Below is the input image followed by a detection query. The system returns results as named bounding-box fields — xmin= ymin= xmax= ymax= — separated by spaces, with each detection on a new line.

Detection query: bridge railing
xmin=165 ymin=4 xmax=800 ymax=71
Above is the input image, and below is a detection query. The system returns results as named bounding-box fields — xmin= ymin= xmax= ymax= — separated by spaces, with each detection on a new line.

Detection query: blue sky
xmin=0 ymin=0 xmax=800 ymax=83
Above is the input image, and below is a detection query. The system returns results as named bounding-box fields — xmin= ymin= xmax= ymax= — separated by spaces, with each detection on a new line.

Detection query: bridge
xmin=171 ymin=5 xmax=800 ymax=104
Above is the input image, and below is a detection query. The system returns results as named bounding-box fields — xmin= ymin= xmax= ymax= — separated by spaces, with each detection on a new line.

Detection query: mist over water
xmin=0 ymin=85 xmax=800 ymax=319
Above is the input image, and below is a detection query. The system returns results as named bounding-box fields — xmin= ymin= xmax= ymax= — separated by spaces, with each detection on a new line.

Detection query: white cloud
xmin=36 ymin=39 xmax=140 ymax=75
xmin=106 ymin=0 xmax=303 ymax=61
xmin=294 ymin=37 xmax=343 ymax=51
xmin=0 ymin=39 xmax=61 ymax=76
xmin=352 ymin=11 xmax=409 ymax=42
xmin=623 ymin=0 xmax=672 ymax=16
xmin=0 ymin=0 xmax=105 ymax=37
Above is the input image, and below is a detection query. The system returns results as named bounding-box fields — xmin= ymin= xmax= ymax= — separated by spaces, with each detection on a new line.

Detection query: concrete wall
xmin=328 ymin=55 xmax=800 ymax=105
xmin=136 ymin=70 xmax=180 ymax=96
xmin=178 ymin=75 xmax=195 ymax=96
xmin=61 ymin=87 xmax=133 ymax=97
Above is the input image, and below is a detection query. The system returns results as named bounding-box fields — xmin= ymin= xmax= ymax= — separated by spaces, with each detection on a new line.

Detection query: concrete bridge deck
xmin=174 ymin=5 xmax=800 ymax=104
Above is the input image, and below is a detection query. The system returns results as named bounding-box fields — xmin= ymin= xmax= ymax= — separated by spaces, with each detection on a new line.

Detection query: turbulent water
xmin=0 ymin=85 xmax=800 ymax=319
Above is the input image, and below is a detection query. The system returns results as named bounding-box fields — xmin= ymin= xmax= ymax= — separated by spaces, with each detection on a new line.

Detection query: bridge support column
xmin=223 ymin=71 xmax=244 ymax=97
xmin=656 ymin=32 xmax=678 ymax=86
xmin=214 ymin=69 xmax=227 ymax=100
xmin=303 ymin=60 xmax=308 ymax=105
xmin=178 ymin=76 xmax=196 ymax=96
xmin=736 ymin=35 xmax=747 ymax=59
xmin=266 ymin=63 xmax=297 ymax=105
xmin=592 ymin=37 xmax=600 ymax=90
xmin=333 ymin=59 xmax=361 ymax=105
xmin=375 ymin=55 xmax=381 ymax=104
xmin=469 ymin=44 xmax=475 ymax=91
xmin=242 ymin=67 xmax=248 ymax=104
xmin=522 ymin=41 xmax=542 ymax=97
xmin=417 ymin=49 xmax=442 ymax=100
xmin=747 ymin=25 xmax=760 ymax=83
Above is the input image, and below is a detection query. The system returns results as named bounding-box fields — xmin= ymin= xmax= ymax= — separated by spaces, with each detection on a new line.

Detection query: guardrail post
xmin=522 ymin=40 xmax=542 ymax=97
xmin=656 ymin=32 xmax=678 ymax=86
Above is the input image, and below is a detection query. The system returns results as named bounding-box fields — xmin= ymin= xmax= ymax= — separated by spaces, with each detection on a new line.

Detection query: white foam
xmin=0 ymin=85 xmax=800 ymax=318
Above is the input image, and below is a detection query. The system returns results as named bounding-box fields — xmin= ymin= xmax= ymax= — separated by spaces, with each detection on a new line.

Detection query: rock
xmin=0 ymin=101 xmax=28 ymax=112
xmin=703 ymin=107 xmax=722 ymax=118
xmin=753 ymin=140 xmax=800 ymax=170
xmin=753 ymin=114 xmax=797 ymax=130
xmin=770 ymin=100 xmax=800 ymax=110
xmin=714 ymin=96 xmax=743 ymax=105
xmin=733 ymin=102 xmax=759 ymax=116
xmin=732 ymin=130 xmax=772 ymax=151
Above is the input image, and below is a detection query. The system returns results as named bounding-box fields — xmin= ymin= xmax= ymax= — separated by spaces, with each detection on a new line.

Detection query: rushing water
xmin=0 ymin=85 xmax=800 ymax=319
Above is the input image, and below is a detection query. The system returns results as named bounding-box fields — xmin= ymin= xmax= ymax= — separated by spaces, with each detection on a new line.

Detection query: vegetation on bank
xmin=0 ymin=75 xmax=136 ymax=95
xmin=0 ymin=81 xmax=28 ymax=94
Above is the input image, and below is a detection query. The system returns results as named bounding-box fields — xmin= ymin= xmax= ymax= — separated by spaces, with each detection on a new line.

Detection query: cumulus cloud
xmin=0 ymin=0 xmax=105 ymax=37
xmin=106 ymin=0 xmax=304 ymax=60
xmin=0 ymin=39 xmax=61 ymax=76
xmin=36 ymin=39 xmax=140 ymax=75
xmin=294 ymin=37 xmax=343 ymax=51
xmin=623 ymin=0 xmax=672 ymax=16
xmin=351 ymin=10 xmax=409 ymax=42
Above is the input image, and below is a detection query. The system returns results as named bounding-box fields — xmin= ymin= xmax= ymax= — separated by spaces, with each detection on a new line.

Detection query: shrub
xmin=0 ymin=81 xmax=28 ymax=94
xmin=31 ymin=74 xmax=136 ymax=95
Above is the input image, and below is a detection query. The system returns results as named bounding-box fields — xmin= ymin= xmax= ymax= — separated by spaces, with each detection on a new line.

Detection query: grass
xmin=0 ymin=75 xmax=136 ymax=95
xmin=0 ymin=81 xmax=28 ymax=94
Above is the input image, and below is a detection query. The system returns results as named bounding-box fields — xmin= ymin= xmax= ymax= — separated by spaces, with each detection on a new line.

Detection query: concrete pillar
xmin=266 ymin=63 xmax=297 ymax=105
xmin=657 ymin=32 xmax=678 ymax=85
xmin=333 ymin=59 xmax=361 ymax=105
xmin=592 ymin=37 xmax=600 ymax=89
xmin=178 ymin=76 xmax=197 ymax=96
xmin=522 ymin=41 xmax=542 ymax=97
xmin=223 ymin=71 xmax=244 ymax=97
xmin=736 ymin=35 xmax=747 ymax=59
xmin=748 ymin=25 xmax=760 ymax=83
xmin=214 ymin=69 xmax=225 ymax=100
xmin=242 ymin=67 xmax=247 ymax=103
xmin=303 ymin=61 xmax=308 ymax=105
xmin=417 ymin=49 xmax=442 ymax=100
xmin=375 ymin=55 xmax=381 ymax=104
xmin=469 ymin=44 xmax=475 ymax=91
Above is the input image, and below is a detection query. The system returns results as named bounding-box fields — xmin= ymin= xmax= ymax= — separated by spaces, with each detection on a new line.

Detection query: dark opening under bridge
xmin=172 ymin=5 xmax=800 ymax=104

+--

• [DIRECTIONS FOR THIS TASK]: Extract every line of the data above that contains the string "water". Case counts.

• [SOLUTION BELOW]:
Detection query: mist over water
Detection query: turbulent water
Detection query: rushing water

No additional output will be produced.